_Records for the exercise_:
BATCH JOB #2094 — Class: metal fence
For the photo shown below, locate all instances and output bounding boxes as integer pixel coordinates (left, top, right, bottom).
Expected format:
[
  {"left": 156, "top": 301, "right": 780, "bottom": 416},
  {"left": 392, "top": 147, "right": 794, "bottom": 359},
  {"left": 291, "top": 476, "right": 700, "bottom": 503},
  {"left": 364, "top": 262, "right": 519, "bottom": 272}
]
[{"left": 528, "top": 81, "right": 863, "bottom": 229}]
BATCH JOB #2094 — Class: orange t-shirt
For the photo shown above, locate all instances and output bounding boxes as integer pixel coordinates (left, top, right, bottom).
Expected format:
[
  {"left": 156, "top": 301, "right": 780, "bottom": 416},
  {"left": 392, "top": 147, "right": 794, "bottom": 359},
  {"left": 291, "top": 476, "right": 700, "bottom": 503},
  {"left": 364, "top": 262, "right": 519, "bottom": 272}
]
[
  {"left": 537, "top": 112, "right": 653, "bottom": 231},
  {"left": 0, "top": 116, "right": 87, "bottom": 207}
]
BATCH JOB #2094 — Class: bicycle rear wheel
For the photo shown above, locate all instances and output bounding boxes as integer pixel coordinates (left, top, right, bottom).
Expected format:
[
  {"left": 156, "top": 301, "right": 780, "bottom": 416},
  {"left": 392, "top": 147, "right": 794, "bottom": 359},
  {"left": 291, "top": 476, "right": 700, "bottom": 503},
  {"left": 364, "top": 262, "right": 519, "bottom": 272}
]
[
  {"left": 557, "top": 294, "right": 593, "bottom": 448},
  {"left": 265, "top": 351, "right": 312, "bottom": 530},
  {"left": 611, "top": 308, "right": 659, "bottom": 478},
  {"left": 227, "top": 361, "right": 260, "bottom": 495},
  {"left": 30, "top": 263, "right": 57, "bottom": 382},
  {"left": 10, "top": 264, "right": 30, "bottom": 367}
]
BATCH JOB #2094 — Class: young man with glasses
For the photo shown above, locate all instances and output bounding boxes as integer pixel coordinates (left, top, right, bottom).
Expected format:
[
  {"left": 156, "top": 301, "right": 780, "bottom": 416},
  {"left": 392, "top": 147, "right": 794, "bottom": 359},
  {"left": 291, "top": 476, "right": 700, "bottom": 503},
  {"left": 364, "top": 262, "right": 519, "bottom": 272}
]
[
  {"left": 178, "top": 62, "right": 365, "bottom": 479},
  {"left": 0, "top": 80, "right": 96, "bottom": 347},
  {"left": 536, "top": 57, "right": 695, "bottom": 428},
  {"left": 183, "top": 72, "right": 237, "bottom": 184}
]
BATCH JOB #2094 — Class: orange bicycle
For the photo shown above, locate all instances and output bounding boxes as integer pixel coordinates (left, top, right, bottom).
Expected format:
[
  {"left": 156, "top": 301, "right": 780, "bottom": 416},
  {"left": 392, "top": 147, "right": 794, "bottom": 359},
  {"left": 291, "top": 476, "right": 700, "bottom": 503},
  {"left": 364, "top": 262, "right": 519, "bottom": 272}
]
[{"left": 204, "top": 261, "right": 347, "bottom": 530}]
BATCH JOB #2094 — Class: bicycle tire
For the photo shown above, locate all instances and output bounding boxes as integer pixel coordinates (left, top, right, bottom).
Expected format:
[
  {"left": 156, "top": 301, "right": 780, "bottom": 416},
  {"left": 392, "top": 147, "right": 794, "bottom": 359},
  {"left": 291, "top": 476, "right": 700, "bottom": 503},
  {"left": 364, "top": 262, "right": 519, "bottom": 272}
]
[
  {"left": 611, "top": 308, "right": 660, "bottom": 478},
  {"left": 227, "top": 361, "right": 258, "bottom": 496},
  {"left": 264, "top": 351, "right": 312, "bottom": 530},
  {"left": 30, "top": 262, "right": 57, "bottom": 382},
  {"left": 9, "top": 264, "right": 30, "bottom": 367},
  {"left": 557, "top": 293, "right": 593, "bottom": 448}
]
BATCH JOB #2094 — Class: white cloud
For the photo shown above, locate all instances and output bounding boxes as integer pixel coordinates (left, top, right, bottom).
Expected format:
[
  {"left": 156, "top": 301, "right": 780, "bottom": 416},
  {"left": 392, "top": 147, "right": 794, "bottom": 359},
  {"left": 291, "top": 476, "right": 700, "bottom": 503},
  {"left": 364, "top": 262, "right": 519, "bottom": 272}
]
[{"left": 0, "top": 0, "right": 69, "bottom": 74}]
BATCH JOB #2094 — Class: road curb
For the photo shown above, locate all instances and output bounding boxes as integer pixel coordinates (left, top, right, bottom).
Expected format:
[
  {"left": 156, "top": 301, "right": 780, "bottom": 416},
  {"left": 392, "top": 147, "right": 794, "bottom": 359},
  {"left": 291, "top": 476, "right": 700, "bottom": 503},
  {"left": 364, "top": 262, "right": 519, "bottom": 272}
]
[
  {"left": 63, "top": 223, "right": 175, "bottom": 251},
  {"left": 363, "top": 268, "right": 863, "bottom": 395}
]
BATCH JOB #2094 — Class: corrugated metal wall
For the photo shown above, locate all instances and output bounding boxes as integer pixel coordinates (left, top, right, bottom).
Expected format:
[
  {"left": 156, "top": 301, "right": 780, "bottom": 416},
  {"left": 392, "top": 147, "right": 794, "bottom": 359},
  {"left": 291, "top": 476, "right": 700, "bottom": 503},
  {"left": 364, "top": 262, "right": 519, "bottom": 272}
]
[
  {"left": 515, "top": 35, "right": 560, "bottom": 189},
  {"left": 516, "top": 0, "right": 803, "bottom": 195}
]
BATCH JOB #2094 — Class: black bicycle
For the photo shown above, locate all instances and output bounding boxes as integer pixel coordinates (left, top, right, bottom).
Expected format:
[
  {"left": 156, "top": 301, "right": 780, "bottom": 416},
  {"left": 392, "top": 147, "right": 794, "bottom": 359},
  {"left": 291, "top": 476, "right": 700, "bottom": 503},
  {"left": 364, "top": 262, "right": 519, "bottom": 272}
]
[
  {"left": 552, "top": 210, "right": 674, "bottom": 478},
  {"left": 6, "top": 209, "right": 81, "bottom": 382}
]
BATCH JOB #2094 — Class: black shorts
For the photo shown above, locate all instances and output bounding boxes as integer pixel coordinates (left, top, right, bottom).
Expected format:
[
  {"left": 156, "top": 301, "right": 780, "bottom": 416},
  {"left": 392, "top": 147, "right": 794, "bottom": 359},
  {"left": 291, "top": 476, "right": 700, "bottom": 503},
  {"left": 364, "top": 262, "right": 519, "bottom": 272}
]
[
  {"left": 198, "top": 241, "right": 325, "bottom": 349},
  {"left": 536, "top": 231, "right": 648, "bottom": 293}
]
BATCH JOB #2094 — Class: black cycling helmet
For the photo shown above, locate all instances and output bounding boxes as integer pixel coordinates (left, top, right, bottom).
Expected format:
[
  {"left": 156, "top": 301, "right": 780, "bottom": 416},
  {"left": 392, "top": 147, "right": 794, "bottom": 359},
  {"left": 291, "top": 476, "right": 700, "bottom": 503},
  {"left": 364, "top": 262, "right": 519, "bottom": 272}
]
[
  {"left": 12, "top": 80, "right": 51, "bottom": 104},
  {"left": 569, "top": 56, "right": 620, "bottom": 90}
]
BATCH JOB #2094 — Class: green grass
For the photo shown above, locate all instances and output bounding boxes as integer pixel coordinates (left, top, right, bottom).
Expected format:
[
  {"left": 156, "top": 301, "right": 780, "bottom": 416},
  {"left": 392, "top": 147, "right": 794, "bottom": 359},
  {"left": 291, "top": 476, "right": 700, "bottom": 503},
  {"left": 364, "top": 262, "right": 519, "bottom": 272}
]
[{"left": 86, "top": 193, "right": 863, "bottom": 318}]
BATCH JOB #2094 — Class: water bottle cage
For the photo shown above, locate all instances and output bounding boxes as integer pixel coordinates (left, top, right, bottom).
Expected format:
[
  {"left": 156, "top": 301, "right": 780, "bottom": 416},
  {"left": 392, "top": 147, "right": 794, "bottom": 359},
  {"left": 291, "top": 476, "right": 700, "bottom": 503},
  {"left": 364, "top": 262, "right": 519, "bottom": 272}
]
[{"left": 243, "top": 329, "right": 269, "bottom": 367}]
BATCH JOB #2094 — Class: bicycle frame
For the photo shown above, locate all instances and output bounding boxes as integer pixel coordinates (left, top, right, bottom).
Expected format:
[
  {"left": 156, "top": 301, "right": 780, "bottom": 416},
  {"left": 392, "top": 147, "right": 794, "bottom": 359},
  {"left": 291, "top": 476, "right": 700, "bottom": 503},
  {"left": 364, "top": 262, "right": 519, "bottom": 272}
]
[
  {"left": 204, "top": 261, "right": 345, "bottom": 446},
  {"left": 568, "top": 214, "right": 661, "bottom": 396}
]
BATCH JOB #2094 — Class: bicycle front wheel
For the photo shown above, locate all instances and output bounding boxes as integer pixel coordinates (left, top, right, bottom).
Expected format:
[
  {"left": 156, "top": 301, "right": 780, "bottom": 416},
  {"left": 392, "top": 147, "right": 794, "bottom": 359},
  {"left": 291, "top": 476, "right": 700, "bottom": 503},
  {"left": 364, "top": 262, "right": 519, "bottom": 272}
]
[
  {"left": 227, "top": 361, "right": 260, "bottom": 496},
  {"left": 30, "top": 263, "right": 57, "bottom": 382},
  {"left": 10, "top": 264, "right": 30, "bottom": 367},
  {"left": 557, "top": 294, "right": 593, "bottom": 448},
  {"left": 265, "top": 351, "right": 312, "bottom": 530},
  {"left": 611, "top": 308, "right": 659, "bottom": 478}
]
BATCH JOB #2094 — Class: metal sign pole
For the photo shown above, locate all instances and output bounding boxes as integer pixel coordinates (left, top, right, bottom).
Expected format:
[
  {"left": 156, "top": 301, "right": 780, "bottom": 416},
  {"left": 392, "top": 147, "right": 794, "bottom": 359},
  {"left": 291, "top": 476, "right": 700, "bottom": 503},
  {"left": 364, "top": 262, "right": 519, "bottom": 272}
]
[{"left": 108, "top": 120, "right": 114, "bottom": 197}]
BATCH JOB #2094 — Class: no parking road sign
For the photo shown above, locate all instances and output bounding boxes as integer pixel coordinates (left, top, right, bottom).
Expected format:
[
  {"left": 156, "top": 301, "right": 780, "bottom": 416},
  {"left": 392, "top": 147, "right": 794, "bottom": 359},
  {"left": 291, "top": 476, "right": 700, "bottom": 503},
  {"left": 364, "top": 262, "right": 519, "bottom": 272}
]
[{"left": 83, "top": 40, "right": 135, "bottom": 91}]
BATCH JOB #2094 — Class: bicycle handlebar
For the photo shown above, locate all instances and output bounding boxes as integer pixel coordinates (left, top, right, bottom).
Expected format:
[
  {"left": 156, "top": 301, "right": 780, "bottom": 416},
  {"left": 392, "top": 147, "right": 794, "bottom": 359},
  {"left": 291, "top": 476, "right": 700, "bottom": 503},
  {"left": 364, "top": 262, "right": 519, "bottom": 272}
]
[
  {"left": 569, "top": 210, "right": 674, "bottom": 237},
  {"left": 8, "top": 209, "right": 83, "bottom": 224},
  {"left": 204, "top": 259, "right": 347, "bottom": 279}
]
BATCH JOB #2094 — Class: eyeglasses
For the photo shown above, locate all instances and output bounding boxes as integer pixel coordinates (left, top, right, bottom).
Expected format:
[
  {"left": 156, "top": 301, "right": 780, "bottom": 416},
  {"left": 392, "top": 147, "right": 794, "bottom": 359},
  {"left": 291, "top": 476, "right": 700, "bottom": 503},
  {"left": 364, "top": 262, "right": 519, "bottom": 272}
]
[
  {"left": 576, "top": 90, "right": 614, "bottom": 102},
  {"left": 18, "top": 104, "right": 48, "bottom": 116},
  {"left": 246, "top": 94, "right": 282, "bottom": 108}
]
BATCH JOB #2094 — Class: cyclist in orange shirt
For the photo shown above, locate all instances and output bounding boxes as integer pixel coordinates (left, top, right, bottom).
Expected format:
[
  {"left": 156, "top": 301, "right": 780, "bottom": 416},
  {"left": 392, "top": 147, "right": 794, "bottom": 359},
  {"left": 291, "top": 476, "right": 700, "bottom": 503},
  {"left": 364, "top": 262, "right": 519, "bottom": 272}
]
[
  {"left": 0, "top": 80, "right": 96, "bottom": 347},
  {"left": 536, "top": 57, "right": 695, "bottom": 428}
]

_Aim_:
Count the lines in the items above that contain the string "bicycle". Reply with the number alone.

_Solution for this task_:
7